I agree. They need to re-establish the womens division.


----------



## bdon (Nov 12, 2019)

Geeee said:


> There's a few things supporting this.
> 
> -Page officially left The Elite only for Kenny to start booking him and Page in tag team matches anyway
> -Kenny has been ducking PAC hard for months
> ...


Yeah, This started out feeling like a Page storyline, but the longer it goes, the more apparent it is to me that this is part of a larger Kenny Omega story arc. He is the one constantly forced to pick up the pieces left behind with Bucks/Page. He isn’t able to focus on Pac who has been terrorizing others to get to him, etc.

Kenny Omega will be unleashed soon.


----------



## epfou1 (Jan 3, 2012)

DOTL said:


> Can someone please explain to me why the show was “bad”? I don’t get it.


Moxley v Ortiz was mostly shit because all Moxley cant really wrestle with one eye. All he was doing was selling the injury eye before the finisher. He better not wrestle with an eye patch against Jericho because it is going to suck.

Best friends v SCU didnt really work. Two face teams, chemistry was not there. SCU are pretty much an after thought now.

Baker v Yuka was terrible. 

Butcher/Blade/Lucha v Elite was a clusterfuck.

Sabian v Janela the crowd fell asleep.

Lashes at the end was cringe worthy. I dont see the point of building up Cody to receive sympathy from the crowd. He is already over.


----------



## Jazminator (Jan 9, 2018)

I thought it was another great show. Not the best "Dynamite" ever, but hardly the worst.

Highlights for me:

1. The return of Yuka Sakazaki! I thought her return was going to be spoiled by having her lose to Britt, so I was thrilled that she won. A Riho-Yuka vs Britt-Nyla tag match would be fun.

2. Moxley gets his "eye for an eye" revenge. And I liked how Santana stepped up and challenged Moxley later. 

3. The Elite storyline seems to be ready to erupt. I'm twisted several ways how I want this to play out. I love all the Elite guys. That match was great! And I laughed when Hangman pulled out his pitcher of beer!

4. That last segment was uncomfortable to watch, but very emotional as well. Cody's a good actor. And MJF is just so hate-able. I can't wait for Revolution.

5. I loved to see Brandi coming out to support Cody. After Arn, Dustin and the Bucks came out, I figured that Brandi would be a logical progression. That is her hubby, after all. It really seems that AEW is done with the Nightmare Collective, which is fine. I like Brandi the way she was before the Collective.


----------



## Cult03 (Oct 31, 2016)

Yeah I can't say I have an issue with his selling. It looked like it hurt, so he should act hurt. The point was for MJF to weaken him before their match. It would have looked silly if he no-sold the hits. Now I'm curious, how would The Bucks take them?

## WRITTEN EXERCISE 1
Return every line in the listing below that contains the string "exposed", treating uppercase and lowercase as distinct.

## DATA FOR PROCESSING
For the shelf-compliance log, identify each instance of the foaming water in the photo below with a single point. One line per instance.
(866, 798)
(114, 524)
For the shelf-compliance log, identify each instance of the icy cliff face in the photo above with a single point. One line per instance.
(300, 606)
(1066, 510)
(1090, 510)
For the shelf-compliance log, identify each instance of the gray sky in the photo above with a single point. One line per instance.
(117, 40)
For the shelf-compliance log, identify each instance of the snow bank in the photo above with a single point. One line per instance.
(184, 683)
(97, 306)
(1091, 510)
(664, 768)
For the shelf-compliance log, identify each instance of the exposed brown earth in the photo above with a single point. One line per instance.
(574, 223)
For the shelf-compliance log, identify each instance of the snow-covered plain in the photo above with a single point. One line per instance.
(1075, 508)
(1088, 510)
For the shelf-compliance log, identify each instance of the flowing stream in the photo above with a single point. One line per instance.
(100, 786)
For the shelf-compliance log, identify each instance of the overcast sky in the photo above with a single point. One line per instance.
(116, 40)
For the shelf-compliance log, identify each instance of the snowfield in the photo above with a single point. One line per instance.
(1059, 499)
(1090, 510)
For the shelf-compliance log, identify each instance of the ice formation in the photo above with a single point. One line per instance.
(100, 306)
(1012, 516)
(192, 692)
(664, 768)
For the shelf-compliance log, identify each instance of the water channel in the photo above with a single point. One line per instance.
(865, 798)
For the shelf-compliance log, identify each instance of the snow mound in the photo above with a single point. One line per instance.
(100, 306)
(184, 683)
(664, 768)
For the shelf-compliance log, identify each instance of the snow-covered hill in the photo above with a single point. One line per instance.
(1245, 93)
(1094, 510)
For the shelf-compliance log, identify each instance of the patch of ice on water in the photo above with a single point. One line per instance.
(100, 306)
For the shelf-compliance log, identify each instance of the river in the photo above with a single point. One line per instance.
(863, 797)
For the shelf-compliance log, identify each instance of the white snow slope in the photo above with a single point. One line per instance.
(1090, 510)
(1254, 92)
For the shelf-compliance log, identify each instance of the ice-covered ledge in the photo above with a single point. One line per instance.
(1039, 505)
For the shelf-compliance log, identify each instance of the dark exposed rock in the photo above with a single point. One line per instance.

## WRITTEN EXERCISE 2
Pick up the forum discussion of AEW's Dynamite show above and continue it from the last sentence shown.

## RIGHT ANSWER 1
For the shelf-compliance log, identify each instance of the exposed brown earth in the photo above with a single point. One line per instance.
For the shelf-compliance log, identify each instance of the dark exposed rock in the photo above with a single point. One line per instance.

## RIGHT ANSWER 2
----------



## RapShepard (Jun 20, 2014)

Tilon said:


> That was possibly the best episode across the board they've had yet. You can tell Tony has been doing his homework and watching his Nitros, they're weaving things together and using more video much more effectively.
> 
> Those lashes were fucking brutal. It had to hurt like Hell. You could SEE the welts. It doesn't get more legit than that. You know, the worst part of it is waiting for it. I'd like to see the shittalkers here take 10 of those. You'd want your family out there too.


It's a fucking belt not a bull whip lol. Idk what type of family you grew up in, but if you grew up in a family were belt whoopings were a thing, by the time you're a teenager the belt will be retired as punishment because it's not really effective to anybody that's not a child child.


----------



## elo (Oct 25, 2006)

Dynamite is becoming more character and storyline driven which is what will hold the audience if there's a character and/or storyline that hooks them in, the in-ring product definitely took a backseat this week.


----------



## RainmakerV2 (Nov 8, 2017)

Cult03 said:


> Yeah I can't say I have an issue with his selling. It looked like it hurt, so he should act hurt. The point was for MJF to weaken him before their match. It would have looked silly if he no-sold the hits. Now I'm curious, how would The Bucks take them?



No one is saying he has to no sell lmao.


----------



## Cult03 (Oct 31, 2016)

No Marko Stunt is definitely a positive we can all agree with, right guys?


----------



## Cult03 (Oct 31, 2016)

RainmakerV2 said:


> No one is saying he has to no sell lmao.


I know, I just mean that while over the top it was certainly better than the other option that the rest of the roster would have chosen


----------



## Tilon (Jun 27, 2019)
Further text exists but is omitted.